-------- Selected excerpt --------
A news analysis by Andy Brack, editor and publisher  |  It has been 50 years since candidate Richard Nixon put into action a South Carolina adviser’s plan to prey upon fear and race to get white voters to cast ballots for the GOP.

Devised as a “Southern strategy” by native son Harry Dent Sr., South Carolina political observers say the 1968 initiative is far from something in the history books.  Rather, it’s alive and well, a continuing font of inspiration for Republican campaigners in an age where rage and race fuels tweets from the current president on down.

“[President Donald] Trump is not a GOP anomaly,” observed the Rev. Joseph Darby of Charleston.  “He’s the next step in the evolution of a GOP that’s blown coded and subtle racial ‘dog whistles’ for 50 years – dog whistles that increased in volume with the rise of Sarah Palin to the national stage and with the advent of the Tea Party as a reaction to President Obama’s election.”

But it’s important to consider another impact of the Southern strategy.  It didn’t just affect the Republican Party.  Over the last 50 years, it made the Democratic Party harsher and shriller as its members attempted to respond in kind using the politics of economics instead of the politics of race.  Democrats have tried, generally unsuccessfully in the South, to convince people to vote for then because the party’s programs and stances were in their economic interests.
-------- Material shown --------
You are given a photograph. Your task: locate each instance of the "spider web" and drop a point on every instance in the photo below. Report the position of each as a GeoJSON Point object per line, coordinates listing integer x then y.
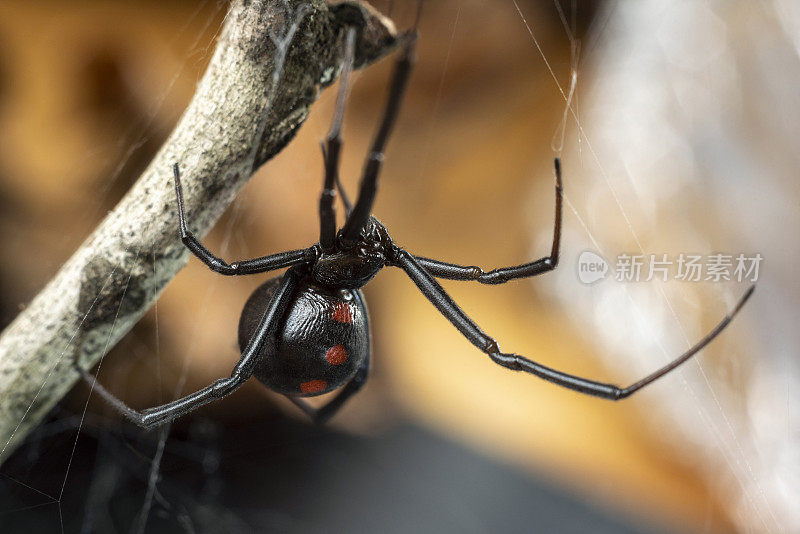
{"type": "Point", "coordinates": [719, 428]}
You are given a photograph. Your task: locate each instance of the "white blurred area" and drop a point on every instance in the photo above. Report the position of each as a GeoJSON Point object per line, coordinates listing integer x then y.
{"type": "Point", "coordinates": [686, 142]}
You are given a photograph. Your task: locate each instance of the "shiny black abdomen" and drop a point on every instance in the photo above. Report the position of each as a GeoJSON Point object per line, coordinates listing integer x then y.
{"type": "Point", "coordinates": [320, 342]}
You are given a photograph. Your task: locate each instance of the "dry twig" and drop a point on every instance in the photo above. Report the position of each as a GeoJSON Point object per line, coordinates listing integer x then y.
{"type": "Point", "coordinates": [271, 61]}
--------
- [Tasks to perform]:
a) Answer the following from the news analysis on the Southern strategy:
(i) Who devised the "Southern strategy"?
(ii) Who is quoted as saying that Trump "is not a GOP anomaly"?
(iii) What did Democrats use in responding instead of the politics of race?
b) Set down, without any change, the stretch of the news analysis on the Southern strategy from "But it’s important" through "their economic interests.".

- [Solutions for each task]:
a)
(i) Harry Dent Sr.
(ii) The Rev. Joseph Darby of Charleston.
(iii) The politics of economics.

b)
But it’s important to consider another impact of the Southern strategy.  It didn’t just affect the Republican Party.  Over the last 50 years, it made the Democratic Party harsher and shriller as its members attempted to respond in kind using the politics of economics instead of the politics of race.  Democrats have tried, generally unsuccessfully in the South, to convince people to vote for then because the party’s programs and stances were in their economic interests.